[The exercise]
In everything from the line containing "car hood, and" down to the line containing "<point>14,41</point>", rename "keypoint" to "marker" and reproduce those lines with nothing else changed.

[Source data]
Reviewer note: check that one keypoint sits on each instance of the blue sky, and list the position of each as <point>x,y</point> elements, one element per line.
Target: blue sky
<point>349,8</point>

---

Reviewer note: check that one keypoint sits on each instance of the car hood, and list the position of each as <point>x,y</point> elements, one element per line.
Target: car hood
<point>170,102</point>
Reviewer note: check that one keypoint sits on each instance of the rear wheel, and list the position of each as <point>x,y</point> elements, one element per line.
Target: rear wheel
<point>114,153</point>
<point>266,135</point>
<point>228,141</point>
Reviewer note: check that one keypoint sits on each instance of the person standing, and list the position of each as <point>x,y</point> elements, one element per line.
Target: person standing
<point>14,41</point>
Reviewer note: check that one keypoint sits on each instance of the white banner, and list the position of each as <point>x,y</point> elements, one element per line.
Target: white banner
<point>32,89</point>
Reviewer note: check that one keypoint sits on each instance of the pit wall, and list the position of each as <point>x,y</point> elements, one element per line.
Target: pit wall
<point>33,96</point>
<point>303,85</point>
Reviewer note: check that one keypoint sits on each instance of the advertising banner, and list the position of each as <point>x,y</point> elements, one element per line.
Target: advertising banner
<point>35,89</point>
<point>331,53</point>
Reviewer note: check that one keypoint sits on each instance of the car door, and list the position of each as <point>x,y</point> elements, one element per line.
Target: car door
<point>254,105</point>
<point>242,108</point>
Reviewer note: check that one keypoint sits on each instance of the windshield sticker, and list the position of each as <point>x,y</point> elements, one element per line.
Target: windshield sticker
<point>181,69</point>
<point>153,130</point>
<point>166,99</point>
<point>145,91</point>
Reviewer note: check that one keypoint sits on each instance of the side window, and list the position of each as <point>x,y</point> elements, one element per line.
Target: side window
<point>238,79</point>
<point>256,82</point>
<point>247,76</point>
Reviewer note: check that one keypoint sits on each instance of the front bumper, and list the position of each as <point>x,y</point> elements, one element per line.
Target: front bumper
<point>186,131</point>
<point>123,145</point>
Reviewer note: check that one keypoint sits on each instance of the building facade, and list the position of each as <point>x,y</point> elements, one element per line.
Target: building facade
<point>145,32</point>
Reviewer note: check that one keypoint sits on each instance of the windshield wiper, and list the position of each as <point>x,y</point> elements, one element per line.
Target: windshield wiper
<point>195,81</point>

* * *

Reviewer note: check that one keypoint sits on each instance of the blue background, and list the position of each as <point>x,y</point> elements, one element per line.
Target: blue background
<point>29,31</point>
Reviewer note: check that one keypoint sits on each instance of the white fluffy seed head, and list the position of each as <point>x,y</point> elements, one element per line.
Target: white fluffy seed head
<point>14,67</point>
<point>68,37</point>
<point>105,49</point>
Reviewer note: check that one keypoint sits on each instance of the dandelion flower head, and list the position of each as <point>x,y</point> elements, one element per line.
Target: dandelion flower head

[Finished exercise]
Reviewer note: check that one marker sits on each instance of the car hood, and list the position of each as <point>x,y</point> elements, one element per line.
Target: car hood
<point>170,102</point>
Reviewer note: check that one marker sits on each instance of the rear wheel, and list the position of each as <point>x,y</point> elements, one element per line.
Target: rear wheel
<point>114,153</point>
<point>266,135</point>
<point>228,141</point>
Reviewer note: check that one marker sits on each instance of the person standing, and list the position of each as <point>x,y</point> elements, one element per line.
Target: person standing
<point>14,41</point>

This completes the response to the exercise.